Given request: Return every line of the entries below that contains the word "target", treating uppercase and lowercase letters as distinct.
# Start of Information supplied
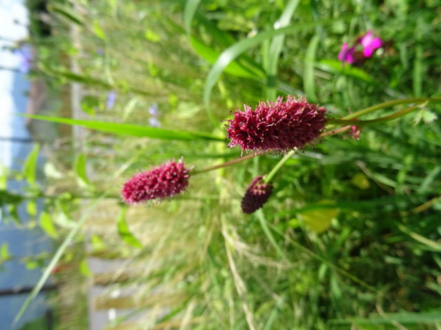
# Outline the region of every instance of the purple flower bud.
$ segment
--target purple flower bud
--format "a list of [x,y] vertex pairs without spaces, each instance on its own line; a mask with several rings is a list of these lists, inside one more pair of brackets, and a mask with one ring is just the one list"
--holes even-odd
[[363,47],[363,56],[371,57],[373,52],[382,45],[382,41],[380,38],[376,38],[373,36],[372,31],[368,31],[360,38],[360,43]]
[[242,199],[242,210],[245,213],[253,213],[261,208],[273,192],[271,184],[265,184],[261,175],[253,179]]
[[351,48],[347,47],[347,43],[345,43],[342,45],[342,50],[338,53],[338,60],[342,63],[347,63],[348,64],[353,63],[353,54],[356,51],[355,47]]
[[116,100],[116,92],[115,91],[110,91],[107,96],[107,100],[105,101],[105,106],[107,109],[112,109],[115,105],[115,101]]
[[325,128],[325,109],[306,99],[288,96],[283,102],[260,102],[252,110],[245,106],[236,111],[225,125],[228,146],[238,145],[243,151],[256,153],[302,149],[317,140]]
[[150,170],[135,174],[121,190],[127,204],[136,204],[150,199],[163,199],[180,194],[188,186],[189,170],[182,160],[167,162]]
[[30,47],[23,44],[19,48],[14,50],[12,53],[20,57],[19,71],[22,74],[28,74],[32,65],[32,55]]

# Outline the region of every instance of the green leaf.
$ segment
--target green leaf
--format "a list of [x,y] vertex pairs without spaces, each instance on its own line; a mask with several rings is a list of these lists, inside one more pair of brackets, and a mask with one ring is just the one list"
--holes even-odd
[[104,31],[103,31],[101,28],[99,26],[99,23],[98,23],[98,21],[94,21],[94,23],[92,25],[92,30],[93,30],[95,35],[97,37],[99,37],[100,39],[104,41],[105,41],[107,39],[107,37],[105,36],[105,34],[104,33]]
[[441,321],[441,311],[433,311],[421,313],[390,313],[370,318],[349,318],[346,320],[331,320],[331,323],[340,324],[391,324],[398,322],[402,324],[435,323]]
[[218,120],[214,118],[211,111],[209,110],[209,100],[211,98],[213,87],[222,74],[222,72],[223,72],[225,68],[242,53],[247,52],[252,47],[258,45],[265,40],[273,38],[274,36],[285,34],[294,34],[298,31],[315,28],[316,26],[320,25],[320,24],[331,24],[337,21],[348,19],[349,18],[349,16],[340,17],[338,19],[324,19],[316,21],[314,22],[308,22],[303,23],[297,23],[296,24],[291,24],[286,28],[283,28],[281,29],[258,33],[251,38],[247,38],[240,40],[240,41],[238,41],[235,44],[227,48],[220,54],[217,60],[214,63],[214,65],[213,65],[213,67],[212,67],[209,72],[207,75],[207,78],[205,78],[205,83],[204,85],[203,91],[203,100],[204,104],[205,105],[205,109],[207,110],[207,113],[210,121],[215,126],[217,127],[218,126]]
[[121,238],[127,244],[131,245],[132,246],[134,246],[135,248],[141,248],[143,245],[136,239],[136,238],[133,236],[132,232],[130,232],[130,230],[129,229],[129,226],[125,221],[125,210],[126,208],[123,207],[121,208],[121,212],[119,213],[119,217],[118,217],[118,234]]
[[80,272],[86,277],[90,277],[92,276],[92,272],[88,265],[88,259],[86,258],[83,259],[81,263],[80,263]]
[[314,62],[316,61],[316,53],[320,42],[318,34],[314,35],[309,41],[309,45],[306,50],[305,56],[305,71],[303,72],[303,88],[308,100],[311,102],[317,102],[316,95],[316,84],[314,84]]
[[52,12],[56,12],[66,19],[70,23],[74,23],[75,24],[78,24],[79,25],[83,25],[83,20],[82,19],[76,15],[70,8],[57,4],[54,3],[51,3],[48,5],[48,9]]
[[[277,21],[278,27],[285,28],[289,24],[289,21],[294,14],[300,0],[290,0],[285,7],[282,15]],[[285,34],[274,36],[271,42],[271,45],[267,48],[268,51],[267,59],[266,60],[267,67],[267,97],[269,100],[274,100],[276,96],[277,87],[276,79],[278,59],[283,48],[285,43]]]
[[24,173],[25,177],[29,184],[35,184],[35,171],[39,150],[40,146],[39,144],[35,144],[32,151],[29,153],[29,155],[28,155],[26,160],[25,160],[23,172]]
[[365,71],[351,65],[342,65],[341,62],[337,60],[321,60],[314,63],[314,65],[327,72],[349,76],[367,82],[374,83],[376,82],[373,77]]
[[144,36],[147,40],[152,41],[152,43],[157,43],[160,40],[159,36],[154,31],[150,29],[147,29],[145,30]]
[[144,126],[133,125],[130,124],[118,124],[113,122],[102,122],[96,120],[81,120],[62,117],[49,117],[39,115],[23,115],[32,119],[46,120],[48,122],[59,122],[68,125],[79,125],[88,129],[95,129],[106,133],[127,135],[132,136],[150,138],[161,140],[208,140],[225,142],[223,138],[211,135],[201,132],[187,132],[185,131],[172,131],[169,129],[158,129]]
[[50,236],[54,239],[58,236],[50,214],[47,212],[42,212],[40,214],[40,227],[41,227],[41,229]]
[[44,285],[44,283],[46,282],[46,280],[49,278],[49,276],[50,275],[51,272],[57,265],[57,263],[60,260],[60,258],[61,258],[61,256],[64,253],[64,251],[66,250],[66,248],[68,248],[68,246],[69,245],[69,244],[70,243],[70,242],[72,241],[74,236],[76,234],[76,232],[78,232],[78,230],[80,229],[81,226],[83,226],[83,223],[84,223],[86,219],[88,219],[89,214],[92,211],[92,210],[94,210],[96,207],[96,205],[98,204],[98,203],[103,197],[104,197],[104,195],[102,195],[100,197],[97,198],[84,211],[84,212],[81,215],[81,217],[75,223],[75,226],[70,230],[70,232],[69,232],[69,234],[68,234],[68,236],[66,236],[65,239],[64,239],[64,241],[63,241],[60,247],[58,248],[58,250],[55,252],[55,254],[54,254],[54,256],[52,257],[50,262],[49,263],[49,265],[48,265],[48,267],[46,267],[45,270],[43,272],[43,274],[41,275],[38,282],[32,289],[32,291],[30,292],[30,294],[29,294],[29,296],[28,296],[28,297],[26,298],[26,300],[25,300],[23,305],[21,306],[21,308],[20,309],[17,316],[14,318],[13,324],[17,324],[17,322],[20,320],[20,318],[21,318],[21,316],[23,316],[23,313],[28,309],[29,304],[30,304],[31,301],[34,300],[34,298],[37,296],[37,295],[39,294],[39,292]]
# End of Information supplied
Exercise answer:
--target purple flower bud
--target green leaf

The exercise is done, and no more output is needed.